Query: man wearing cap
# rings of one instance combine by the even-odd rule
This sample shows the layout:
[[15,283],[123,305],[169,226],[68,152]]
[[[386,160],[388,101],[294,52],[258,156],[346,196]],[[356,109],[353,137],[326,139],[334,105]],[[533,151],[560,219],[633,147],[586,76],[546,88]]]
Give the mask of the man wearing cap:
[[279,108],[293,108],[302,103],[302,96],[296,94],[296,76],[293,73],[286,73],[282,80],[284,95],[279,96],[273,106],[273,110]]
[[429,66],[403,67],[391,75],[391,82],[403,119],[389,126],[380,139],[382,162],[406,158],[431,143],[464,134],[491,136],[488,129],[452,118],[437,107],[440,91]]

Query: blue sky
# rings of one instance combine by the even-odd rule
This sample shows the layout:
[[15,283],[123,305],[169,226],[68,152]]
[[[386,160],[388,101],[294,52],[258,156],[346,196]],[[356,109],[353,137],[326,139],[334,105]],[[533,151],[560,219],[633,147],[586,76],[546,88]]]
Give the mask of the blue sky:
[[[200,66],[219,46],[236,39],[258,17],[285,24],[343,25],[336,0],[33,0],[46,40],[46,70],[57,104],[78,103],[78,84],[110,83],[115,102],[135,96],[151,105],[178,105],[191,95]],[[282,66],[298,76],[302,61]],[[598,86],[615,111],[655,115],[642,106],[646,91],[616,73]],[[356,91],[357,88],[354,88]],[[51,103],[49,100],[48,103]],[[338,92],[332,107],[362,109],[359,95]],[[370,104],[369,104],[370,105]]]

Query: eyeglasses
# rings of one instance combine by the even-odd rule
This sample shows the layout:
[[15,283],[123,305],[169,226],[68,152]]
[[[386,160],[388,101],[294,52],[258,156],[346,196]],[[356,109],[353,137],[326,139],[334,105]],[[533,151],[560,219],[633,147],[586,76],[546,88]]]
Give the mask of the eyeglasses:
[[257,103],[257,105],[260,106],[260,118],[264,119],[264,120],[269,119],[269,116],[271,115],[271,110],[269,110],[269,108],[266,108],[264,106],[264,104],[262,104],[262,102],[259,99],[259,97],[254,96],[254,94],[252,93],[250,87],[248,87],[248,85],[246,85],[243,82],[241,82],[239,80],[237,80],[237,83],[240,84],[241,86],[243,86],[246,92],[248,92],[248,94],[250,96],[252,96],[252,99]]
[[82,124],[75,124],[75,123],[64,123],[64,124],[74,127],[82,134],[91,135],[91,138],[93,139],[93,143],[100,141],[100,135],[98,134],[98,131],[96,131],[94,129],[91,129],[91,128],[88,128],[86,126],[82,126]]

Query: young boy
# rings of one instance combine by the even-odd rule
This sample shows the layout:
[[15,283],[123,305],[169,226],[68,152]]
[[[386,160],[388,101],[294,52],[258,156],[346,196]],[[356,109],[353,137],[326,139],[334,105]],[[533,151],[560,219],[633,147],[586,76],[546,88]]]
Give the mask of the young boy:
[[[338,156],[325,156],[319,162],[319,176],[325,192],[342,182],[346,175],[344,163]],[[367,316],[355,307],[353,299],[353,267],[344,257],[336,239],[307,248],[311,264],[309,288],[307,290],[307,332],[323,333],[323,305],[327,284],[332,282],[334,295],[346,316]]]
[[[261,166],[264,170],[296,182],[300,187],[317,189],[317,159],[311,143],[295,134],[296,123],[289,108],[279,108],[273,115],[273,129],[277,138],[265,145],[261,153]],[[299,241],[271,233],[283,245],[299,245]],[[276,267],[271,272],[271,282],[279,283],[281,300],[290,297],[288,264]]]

▶ [Given request]: Reproduce verbatim the lines from the one containing "Query: young boy" through the one containing "Give the mask of the young", including both of those lines.

▶ [In response]:
Query: young boy
# rings of one instance combine by the even-odd rule
This sample shows the layout:
[[15,283],[123,305],[169,226],[68,152]]
[[[386,160],[388,101],[294,52],[258,156],[346,196]],[[356,109],[353,137],[326,139],[334,105]],[[533,151],[560,219],[633,147],[586,76],[546,88]]]
Give the mask of the young boy:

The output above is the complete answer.